◆ **Questions on the material**:
**A.** Reproduce the passage on English as a life skill word for word, between "Global economic realities" and "or authenticity now.", inclusive.
**B.** Carry on the passage on English as a life skill, picking up after its last sentence.

◆ **Exercise text**:
English as a Life Skill - an opportunity
English is taught around the world
The recently launched Presidential initiative termed "English as a
Life Skill" brings in to focus the eminence this international language
has gained in the modern world.
Global economic realities are such that all our fervent efforts to
forge a prosperous future may flounder if we are unable to connect with
other nations meaningfully. As a means of communication its position is
so vital that no nation can ignore the English language and hope to be a
part of the larger global family today.
While several other languages such as Mandarin and Hindustani may
claim an equally large user base, they don't come even close to the
universality of English in vital areas such as international commerce,
law and communication.
As much as it has become part and parcel of daily life in almost
every corner of the world, in the process, it seems English has ceased
to be the language of any particular country. There are too many people
using this language today for one to claim exclusive rights of ownership
or authenticity now.

◆ **Listed records**:
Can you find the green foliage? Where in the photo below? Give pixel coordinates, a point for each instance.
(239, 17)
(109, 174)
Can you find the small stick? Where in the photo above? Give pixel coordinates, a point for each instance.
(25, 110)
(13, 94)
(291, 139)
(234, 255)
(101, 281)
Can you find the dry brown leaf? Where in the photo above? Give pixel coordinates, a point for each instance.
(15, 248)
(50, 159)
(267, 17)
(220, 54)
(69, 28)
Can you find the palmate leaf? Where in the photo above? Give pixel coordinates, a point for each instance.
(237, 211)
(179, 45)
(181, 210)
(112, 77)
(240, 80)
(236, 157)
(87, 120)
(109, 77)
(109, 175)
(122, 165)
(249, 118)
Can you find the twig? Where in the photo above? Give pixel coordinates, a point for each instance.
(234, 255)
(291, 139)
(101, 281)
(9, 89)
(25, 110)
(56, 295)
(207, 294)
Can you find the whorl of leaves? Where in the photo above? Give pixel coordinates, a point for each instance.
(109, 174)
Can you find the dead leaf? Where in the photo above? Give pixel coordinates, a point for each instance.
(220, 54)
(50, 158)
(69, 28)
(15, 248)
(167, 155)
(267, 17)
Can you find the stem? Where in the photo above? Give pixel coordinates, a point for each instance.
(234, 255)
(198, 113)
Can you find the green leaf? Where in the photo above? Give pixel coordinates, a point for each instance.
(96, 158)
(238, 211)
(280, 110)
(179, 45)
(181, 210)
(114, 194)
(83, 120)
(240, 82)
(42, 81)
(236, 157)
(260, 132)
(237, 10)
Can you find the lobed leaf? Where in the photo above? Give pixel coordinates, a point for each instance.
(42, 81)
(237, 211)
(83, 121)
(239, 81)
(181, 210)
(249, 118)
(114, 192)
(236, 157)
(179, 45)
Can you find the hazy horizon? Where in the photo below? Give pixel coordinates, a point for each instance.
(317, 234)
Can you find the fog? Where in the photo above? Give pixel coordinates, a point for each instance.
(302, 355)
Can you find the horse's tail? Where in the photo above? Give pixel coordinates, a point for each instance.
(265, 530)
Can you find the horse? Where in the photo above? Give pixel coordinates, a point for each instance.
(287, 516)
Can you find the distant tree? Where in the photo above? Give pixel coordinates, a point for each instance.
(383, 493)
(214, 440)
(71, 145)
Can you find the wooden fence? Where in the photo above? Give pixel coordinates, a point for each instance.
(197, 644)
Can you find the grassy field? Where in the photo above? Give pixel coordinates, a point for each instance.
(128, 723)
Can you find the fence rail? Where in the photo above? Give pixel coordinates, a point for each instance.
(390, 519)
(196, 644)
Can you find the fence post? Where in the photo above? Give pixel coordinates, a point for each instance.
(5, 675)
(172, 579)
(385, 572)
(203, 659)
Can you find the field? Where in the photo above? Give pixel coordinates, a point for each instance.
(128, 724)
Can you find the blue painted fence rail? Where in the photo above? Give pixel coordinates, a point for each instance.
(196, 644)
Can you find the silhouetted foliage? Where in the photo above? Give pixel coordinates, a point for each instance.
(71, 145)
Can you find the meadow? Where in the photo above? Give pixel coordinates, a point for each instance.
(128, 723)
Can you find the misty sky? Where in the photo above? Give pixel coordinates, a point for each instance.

◆ **Results for each task**:
**A.**
Global economic realities are such that all our fervent efforts to
forge a prosperous future may flounder if we are unable to connect with
other nations meaningfully. As a means of communication its position is
so vital that no nation can ignore the English language and hope to be a
part of the larger global family today.
While several other languages such as Mandarin and Hindustani may
claim an equally large user base, they don't come even close to the
universality of English in vital areas such as international commerce,
law and communication.
As much as it has become part and parcel of daily life in almost
every corner of the world, in the process, it seems English has ceased
to be the language of any particular country. There are too many people
using this language today for one to claim exclusive rights of ownership
or authenticity now.

**B.**
Presently almost every racial group in the world speaks English, to
some degree. Whether it is a commentator at a game of Cricket in the
steaming Calcutta Stadium or a developer launching of a multi-million
project in Dubai or a party official describing an impressive opening
ceremony at the Chinese Olympics, they will invariably choose English
when the intended audience is global.
The accent and the choice of words of the different commentators at
these events would be so diverse as to sound almost like another
language. Sometimes these differences are so marked that it is now
recognized by scholars that there are different versions of the language
such as the British, American, Indian, Caribbean, Singaporean, to name
only a few.
However, while the differences between these versions are growing,
the larger language thrives, accommodating and encouraging this dynamic
diversity. This delightful adaptability is perhaps one of the reasons,
which has made English an almost universal feature of human
Of course, like good Wine needs no bush, English needs no promoters.
Each person may decide the necessity and the degree of the language
knowledge he requires. A given society may even decide to close its
doors on English without the slightest impact on the universal progress
of the language. But the effect of such a decision on that society, as
we so dearly found out, may be severe.
It is a pity that English came to us as the language of a conqueror.
In time those who were collaborating closely with the British rulers
then, learnt their language, and realised its usefulness as a definition
It mattered not that they lacked the pith and substance of the
conquerors that in the first place made the English what they were. The
users and abusers of the conquerors language by an imitative native
elite were bound to create a backlash, which our subsequent leaders
obviously lacked the wisdom to resist.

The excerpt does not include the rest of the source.